--- Problem 1 ---
Find each line in the records below that contains the string "pearls", and copy those lines.

The writeable Variable FunctionTag shall be mapped to ISDU Index 0x0019. If the device does not support this ISDU Index, the server shall provide the Variable nevertheless as it can be written by the client. The server shall persist the value, i.e. the value shall still be available after restart of the server. It is recommended to use the default value “***”. To allow clients to distinguish if the FunctionTag is managed in the device or by the server, the Variable contains the read-only Property StoredInDevice as defined in Table 14. The value shall be “True” if the device supports the Index, and “False” otherwise.

Note: If the ISDU Index 0x0019 exists but its value is not permanently stored in the device, the server shall nevertheless not store the value persistently.

The writeable Variable LocationTag shall be mapped to ISDU Index 0x001A. If the device does not support this ISDU Index, the server shall provide the Variable nevertheless as it can be written by the client. The server shall persist the value, i.e. the value shall still be available after restart of the server. It is recommended to use the default value “***”. To allow clients to distinguish if the LocationTag is managed in the device or by the server, the Variable contains the read-only Property StoredInDevice as defined in Table 15. The value shall be “True” if the device supports the Index, and “False” otherwise.

Note: If the ISDU Index 0x001A exists but its value is not permanently stored in the device, the server shall nevertheless not store the value persistently.

--- Records for processing ---
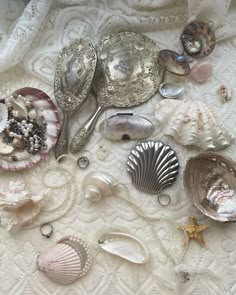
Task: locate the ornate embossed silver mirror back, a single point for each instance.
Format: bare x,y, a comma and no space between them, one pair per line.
210,181
128,74
75,69
153,166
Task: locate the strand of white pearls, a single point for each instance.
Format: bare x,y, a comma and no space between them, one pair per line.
138,209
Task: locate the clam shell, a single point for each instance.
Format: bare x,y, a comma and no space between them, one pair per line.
170,90
45,107
5,149
3,116
210,181
192,123
198,38
171,61
152,166
65,262
125,127
125,246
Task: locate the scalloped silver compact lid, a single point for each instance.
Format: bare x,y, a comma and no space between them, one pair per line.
152,166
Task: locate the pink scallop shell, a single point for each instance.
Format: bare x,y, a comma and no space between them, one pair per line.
45,107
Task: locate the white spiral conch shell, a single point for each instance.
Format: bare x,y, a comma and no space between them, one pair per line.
192,123
21,205
66,261
125,246
97,185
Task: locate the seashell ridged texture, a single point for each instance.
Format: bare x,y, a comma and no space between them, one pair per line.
153,166
125,246
198,38
170,90
3,117
66,261
97,184
126,127
210,181
192,123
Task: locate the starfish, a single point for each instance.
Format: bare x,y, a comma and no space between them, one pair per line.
194,231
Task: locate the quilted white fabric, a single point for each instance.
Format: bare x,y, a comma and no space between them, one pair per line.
31,34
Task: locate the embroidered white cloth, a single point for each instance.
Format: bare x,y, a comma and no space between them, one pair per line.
31,35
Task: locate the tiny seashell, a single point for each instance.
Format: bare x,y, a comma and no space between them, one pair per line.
210,179
152,166
19,143
32,114
174,62
96,185
224,93
126,127
198,38
23,206
125,246
3,116
170,90
5,149
201,72
192,123
65,262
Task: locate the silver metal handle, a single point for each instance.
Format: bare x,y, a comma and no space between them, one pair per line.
62,142
83,134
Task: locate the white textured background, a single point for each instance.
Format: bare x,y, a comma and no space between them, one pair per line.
31,34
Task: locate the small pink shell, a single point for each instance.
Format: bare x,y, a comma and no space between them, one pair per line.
46,108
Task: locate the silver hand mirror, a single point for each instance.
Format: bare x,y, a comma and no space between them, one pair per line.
128,74
75,69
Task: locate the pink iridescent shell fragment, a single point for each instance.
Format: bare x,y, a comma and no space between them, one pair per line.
210,181
66,261
201,72
44,107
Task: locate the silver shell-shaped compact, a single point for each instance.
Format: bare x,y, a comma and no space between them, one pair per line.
210,181
153,166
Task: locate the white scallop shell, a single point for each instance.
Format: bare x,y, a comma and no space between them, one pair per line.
153,166
65,262
3,117
97,184
44,107
192,123
124,126
22,207
125,246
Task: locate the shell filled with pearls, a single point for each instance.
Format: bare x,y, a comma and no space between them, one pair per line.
98,184
210,181
66,261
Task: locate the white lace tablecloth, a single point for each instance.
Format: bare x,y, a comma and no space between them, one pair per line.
31,34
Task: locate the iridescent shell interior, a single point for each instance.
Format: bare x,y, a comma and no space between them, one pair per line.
210,181
198,38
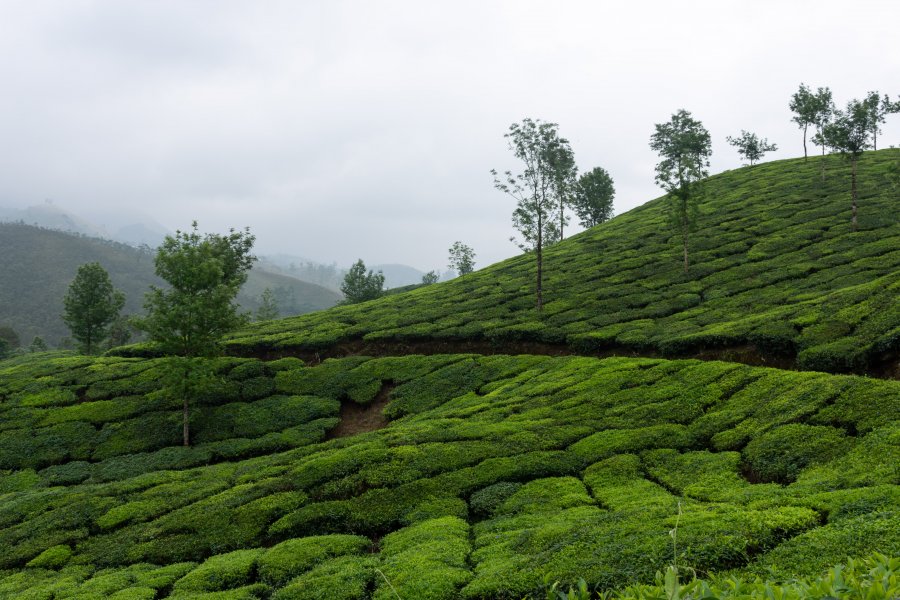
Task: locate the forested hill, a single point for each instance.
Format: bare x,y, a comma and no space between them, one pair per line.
38,265
776,273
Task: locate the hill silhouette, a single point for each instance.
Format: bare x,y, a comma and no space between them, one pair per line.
39,264
777,275
483,475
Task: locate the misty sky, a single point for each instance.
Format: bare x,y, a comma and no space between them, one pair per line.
338,130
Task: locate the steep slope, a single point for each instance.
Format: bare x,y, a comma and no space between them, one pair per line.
777,275
492,473
38,265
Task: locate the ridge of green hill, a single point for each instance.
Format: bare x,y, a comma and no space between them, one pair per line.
492,474
39,264
777,276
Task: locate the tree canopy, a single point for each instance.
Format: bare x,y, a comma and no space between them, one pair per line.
462,258
540,188
684,147
91,306
751,147
204,273
360,286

--- Problem 2 ---
Continue the passage on mapping the FunctionTag and LocationTag Variables to ISDU indexes, starting after its final note.

--- Exercise answer 1 ---
Task: locate the strand of white pearls, a single point for each instance.
Task: locate the shell filled with pearls, a single point for each instance.

--- Exercise answer 2 ---
The read-only Variable ErrorCount shall be mapped to ISDU Index 0x0020. The value (UIntegerT of length 16) shall be mapped to an UInt16. If the device supports the ISDU Index, the server shall provide the Variable, otherwise it shall not provide the Variable.

The read-only Variable DetailedDeviceStatus shall be mapped to ISDU Index 0x0025. The value (ArrayT of OctetStringT3) shall be mapped to an Array of an Array of Bytes having the length of 3 (the inner Array). (The OctetStringT3 is mapped to an Array of Bytes of length 3 and the ArrayT to an Array.) The first entry in the inner Array is the first octet. If the device supports the ISDU Index, the server shall provide the Variable, otherwise it shall not provide the Variable.

The read-only Variable ProcessDataInput shall be mapped to the cyclically data transferred from the device. The value shall be mapped to a Byte[]. The Variable is of type ProcessDataVariableType (see section 10.1). The ProcessDataLength Variable of ProcessDataVariableType shall be mapped to address 0x05 of Direct Parameter Page 1. The PDDescriptor Variable of ProcessDataVarableType shall be mapped to ISDU Index 0x000E if the device supports the ISDU Index, otherwise the optional Variable shall not be provided. If the PD status of the cyclic communication is set to 1 (invalid data), the StatusCode of the ProcessDataInput shall become a bad code.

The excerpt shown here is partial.